● SET TASK
Print the line containing "Target: orange pom-pom" and each line after it through the end, please, with nothing added.
[START OF TASK MATERIAL]
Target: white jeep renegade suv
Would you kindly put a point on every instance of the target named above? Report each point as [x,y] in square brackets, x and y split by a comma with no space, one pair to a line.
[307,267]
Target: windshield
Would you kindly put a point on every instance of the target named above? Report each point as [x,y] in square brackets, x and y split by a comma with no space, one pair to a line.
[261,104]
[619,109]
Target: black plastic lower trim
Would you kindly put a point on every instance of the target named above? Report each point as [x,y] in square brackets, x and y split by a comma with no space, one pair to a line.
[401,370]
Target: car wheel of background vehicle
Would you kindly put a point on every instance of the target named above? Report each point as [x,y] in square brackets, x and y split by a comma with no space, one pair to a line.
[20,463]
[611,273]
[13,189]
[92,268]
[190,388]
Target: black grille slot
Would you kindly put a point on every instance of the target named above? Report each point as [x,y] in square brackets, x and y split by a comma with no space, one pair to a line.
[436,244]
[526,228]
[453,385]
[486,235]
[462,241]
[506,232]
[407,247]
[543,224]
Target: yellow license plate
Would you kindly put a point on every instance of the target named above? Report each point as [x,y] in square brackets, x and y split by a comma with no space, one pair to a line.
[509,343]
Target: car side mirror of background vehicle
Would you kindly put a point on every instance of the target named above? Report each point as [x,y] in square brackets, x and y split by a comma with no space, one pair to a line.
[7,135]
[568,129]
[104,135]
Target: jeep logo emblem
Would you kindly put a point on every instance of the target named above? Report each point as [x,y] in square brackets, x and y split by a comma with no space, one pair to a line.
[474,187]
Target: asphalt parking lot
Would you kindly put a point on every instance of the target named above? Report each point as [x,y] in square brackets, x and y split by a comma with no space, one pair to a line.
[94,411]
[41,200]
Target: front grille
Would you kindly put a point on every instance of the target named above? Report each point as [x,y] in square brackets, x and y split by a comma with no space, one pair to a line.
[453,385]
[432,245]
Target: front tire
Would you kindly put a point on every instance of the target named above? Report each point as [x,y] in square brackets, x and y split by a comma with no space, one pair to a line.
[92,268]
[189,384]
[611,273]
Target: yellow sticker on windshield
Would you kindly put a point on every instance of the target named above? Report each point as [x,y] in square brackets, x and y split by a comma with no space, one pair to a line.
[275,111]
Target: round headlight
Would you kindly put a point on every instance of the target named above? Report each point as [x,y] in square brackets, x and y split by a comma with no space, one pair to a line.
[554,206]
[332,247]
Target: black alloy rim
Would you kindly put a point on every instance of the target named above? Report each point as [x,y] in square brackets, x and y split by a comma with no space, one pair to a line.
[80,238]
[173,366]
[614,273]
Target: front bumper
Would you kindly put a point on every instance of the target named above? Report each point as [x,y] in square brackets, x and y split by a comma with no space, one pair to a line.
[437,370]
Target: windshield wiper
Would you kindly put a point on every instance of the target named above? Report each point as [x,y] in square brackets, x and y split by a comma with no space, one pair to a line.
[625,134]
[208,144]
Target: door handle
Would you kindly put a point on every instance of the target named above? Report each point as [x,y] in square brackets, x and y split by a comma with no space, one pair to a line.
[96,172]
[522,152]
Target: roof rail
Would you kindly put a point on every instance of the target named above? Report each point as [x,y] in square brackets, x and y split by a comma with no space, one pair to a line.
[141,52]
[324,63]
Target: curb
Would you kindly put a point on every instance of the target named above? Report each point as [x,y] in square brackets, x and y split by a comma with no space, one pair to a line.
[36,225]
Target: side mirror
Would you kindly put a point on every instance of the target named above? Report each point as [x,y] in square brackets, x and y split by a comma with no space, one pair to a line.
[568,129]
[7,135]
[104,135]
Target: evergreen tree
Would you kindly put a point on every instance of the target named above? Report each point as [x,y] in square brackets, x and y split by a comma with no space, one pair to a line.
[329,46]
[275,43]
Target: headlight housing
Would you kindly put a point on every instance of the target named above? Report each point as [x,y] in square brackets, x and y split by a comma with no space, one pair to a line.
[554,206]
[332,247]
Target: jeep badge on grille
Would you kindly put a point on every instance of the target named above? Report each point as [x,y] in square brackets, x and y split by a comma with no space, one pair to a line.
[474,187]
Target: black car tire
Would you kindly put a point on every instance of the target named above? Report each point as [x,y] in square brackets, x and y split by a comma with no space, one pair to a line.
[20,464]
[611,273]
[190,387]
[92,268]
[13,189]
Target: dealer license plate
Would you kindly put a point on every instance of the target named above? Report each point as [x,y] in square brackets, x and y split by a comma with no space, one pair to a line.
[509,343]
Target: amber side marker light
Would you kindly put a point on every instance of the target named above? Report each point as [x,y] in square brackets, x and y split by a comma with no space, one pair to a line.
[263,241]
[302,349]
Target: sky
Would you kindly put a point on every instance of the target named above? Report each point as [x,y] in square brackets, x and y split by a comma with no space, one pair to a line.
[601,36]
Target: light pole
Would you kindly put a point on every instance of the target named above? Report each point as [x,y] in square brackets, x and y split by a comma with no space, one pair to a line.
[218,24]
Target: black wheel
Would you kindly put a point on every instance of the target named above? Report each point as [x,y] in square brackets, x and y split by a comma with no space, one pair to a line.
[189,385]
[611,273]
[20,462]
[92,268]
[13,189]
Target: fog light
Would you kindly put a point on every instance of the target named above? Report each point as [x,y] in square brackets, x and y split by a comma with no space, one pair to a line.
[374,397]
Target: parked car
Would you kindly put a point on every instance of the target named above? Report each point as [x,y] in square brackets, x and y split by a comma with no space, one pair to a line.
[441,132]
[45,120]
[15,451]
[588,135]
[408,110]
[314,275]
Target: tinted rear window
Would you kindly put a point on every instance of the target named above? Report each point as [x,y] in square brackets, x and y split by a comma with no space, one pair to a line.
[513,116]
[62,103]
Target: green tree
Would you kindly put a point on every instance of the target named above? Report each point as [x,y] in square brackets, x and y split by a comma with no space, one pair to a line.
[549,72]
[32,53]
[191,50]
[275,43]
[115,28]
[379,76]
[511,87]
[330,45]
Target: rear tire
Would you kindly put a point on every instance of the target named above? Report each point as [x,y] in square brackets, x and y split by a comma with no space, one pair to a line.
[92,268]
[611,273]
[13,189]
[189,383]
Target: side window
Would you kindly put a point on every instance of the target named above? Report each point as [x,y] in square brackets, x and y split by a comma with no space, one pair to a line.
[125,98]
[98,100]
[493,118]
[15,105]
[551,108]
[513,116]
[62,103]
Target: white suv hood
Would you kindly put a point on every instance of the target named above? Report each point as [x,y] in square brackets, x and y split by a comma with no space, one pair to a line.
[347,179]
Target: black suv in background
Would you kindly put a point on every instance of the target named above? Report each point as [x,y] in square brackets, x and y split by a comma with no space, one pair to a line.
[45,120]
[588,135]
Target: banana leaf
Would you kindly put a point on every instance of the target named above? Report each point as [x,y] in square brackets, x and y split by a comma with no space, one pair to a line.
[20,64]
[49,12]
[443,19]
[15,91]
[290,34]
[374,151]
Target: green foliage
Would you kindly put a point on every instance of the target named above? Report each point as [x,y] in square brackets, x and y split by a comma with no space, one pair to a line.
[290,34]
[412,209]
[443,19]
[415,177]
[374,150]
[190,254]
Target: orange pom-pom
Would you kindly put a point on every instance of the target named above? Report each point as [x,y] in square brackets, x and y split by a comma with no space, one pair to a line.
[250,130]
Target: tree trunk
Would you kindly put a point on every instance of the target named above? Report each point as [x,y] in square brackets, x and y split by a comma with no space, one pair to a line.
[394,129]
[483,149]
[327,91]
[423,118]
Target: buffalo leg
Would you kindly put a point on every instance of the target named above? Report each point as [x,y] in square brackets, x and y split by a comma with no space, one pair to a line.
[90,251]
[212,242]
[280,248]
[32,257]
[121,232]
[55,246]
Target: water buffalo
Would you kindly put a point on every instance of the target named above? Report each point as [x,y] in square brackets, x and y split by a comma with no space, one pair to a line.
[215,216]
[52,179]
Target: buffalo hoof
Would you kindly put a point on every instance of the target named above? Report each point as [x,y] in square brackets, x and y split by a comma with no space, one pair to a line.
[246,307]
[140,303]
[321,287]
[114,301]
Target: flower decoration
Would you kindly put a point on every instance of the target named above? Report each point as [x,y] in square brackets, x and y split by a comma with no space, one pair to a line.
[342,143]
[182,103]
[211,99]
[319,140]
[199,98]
[END OF TASK MATERIAL]
● EXERCISE OUTPUT
Target: orange pom-pom
Would you kindly put a point on every instance of the target named above? Report each point as [x,y] in square brackets, x and y split by a comma with no space, one pair to a line.
[250,130]
Target: tree trunk
Would you kindly put a point on every instance of the target named above? Report each point as [x,y] in square brackets, x and y split by a comma with no space, one pair to a line.
[394,129]
[483,149]
[327,91]
[423,118]
Target: buffalo leg
Would you kindly put a point on every instance of the target named above? Report each point as [x,y] in square brackets, x and y split by a comma with no space, one pair to a line.
[90,251]
[212,242]
[280,248]
[32,257]
[121,232]
[55,246]
Target: water buffalo
Would you kindly put a point on every instance of the target named above? Report each point as [x,y] in square brackets, x and y split by a comma with no space, one pair to a line.
[215,216]
[52,179]
Target: buffalo hoof
Would you kindly put a point on every instance of the target named above? Report each point as [x,y] in square brackets, x and y split by a comma with no space, one pair to a line.
[246,307]
[140,303]
[321,287]
[114,301]
Target: flower decoration
Would you kindly put a point on every instance of the target named above? Report each point as [x,y] in square brackets, x and y split by a comma with no space, one pair to a line.
[342,143]
[182,103]
[211,99]
[319,140]
[199,98]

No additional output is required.